* TÂCHE REQUISE 1
D'après l'extrait du document, sur quelle plateforme la série Split est-elle diffusée ?

* EXTRAIT DU DOCUMENT
SPLIT Prendsmamain
© Caroline DUBOIS-FTV

Iris Brey : “Je trouve ça génial qu’une série les­bienne soit dif­fu­sée sur le ser­vice public !”

Iris Brey passe de la théorie à la pratique avec Split, une série diffusée sur la plateforme de France TV, qu’elle a écrite et réalisée de bout en bout. Non sans difficulté. Elle revient avec nous sur l’élaboration de cette histoire d’amour entre deux femmes, qui, pour une fois, se passe du regard masculin…

Causette : On vous connaît comme critique, universitaire et autrice, spécialiste de la représentation des genres et des sexualités dans les séries et au cinéma. Pourquoi, tout à coup, cette bascule de la théorie à la pratique avec Split, série que vous avez écrite et réalisée ?

* TÂCHE REQUISE 2
Relevez, s'il vous plaît, chaque ligne des enregistrements contenant la chaîne « pink ». La casse compte.

* ENREGISTREMENTS SOURCES
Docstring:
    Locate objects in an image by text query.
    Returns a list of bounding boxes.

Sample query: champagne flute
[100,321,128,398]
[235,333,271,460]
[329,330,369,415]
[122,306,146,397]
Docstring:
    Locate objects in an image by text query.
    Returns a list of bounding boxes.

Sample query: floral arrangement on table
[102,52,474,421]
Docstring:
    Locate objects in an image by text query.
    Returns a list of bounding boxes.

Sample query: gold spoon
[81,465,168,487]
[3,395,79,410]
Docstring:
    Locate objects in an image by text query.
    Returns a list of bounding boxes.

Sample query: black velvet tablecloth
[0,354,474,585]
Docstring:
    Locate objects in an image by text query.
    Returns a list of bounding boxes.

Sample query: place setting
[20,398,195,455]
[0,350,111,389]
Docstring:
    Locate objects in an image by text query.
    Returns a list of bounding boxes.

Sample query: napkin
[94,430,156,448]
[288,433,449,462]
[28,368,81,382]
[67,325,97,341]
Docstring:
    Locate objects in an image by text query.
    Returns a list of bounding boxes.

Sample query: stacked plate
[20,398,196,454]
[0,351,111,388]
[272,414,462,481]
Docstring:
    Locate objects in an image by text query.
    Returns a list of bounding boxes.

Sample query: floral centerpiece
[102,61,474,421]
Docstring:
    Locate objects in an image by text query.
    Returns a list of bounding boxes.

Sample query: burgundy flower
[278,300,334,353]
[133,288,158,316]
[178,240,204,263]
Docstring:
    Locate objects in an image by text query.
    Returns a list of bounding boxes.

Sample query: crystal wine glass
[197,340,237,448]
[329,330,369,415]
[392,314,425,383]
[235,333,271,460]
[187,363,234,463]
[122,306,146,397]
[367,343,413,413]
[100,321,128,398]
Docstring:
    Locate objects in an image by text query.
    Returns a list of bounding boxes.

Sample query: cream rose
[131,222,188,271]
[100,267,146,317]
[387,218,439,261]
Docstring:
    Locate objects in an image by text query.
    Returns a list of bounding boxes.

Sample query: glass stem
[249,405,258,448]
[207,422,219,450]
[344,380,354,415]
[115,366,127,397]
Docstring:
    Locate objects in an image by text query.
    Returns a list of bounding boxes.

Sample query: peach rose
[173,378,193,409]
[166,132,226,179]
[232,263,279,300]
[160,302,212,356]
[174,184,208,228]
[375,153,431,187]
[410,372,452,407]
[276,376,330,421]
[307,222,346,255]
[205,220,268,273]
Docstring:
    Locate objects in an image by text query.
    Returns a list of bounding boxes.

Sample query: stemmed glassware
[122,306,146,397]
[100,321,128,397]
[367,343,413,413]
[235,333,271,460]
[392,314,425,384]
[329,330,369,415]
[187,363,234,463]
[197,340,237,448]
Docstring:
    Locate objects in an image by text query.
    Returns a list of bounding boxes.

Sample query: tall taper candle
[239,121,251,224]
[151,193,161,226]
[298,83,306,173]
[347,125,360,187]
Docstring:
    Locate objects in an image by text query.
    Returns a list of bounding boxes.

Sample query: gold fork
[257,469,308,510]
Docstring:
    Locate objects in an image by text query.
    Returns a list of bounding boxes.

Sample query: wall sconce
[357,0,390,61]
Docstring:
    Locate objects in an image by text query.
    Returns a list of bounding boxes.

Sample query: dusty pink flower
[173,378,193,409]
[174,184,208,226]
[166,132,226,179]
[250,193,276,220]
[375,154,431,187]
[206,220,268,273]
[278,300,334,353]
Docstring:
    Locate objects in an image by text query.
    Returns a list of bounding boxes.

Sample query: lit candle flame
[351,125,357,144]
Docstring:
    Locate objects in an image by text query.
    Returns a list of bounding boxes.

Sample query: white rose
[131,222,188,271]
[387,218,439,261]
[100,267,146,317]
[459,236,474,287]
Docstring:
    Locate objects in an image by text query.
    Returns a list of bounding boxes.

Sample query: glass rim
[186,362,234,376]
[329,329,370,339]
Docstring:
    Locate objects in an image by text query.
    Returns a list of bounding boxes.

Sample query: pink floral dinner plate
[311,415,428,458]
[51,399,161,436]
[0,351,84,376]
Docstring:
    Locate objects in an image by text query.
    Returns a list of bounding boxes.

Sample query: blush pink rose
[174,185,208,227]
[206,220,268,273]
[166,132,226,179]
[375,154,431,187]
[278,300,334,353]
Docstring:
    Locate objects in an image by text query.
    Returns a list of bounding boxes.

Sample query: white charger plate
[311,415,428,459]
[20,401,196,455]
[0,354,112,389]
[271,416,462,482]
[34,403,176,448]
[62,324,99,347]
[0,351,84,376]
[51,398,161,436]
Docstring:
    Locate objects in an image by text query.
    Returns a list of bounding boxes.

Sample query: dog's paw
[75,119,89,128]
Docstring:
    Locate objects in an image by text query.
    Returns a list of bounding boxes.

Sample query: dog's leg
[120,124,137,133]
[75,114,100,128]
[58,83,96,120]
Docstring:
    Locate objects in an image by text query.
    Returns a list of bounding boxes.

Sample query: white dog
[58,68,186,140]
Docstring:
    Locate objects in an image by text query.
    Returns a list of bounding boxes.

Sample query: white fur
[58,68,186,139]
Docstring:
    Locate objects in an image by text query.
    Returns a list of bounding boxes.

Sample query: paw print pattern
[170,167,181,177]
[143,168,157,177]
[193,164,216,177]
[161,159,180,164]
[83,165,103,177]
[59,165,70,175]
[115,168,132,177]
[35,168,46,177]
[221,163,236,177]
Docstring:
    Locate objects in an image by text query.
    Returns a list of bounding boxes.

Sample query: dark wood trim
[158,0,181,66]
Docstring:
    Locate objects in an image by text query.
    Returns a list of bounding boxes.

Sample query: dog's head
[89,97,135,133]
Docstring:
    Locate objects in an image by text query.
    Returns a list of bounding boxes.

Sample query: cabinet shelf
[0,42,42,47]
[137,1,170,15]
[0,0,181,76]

* RÉPONSE FINALE 1
Sur la plateforme de France TV.

* RÉPONSE FINALE 2
Sample query: dusty pink flower
Sample query: pink floral dinner plate
Sample query: blush pink rose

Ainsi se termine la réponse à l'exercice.